[RECORDS FOR PROCESSING Boundary: Start]
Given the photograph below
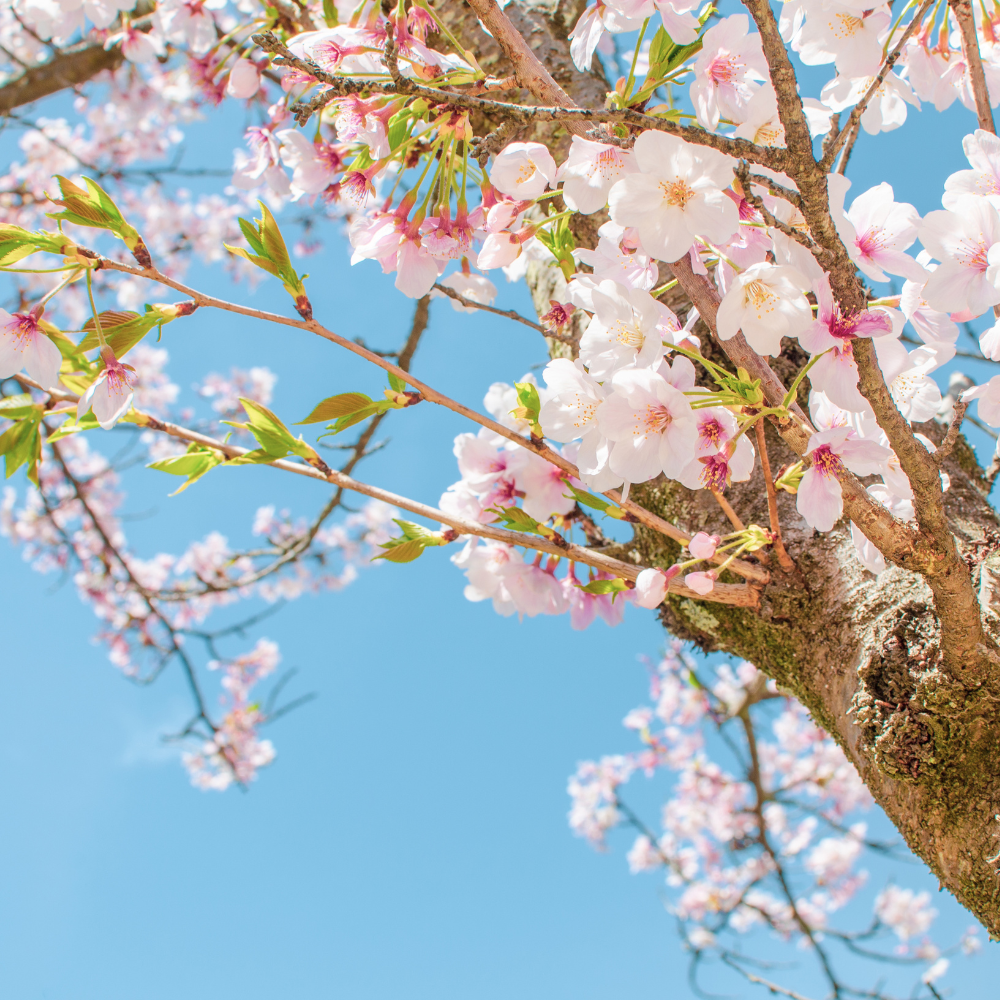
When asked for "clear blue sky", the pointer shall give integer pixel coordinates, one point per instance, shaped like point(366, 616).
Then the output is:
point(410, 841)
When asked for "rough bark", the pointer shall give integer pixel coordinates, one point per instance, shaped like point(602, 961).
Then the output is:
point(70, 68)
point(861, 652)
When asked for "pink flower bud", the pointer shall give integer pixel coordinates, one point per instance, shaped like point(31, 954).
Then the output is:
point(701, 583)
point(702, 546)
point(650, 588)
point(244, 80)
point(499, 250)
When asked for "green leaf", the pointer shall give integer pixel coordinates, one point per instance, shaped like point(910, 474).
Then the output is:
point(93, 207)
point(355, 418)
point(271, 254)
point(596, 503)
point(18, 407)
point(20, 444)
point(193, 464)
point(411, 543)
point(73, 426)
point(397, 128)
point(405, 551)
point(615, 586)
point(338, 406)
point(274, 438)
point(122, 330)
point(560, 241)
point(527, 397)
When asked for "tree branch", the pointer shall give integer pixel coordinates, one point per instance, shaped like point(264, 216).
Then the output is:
[RECORDS FOR PROCESSING Boundary: End]
If a line in the records contains "like", report it.

EXERCISE OUTPUT:
When asked for "clear blue sky", the pointer shall give integer pixel coordinates, one point per instance, shaped like point(366, 616).
When asked for "rough bark", the pointer shall give integer pixel coordinates, one point per instance, shaped like point(602, 961).
When asked for "pink flower bud", the pointer shall give integer pixel coordinates, one point per instance, shaped like point(31, 954).
When asked for "green leaf", the pointer shall give integer pixel coordinates, one point per instance, shaped like point(910, 474).
When asked for "tree branch", the pointer shall give integer pixel coordinates, one point per instance, shaped like point(264, 216).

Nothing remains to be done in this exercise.